Exercise description
Can you retype, word for word, the lines of the data below, starting at the line that contains "In this exercise you will pick out the soldier's shoulder" and ending at the line that contains "Target: soldier's shoulder patch"?

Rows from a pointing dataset

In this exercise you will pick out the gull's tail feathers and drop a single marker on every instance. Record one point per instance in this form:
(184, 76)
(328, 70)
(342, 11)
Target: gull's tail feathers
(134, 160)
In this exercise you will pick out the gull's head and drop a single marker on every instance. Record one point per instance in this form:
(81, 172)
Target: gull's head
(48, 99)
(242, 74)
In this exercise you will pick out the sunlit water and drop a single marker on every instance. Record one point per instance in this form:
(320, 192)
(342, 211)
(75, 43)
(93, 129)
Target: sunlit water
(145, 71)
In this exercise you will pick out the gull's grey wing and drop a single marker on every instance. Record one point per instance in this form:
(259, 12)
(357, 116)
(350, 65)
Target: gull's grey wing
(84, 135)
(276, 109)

---

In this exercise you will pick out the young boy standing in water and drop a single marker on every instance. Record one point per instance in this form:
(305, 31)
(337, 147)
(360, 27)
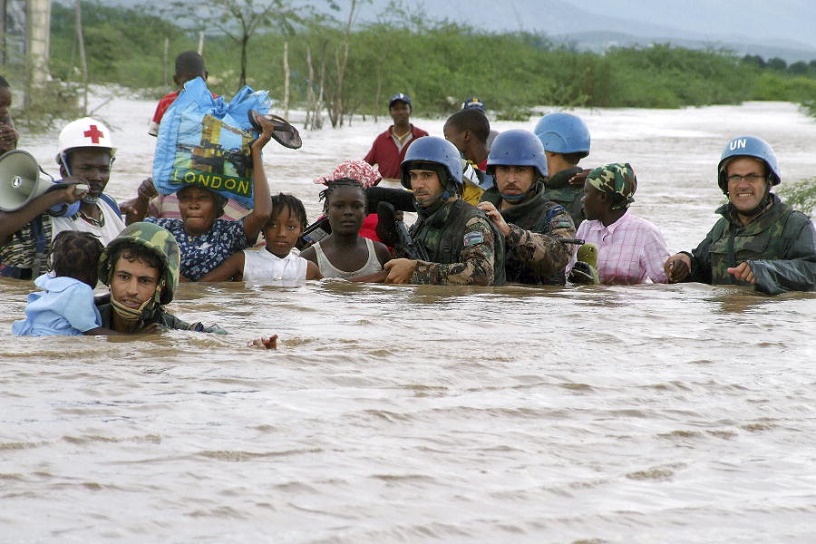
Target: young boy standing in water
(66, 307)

---

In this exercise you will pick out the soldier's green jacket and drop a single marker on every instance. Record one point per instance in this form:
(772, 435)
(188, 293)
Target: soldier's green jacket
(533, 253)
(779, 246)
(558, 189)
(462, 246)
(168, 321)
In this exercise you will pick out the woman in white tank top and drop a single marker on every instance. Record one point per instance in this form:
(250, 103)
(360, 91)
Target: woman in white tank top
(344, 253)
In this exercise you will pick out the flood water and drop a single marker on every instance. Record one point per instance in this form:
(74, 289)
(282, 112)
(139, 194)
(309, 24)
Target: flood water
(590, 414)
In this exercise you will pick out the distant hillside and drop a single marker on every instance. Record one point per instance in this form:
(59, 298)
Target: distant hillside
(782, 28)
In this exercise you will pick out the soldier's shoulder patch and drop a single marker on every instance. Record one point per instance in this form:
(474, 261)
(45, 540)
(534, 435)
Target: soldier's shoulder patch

The completed task
In this exercise you will pick out the soldier's shoulder patch and drop a single marker on every instance. Record one point per instance in this form:
(474, 261)
(45, 540)
(534, 435)
Target: soldier's shoulder patch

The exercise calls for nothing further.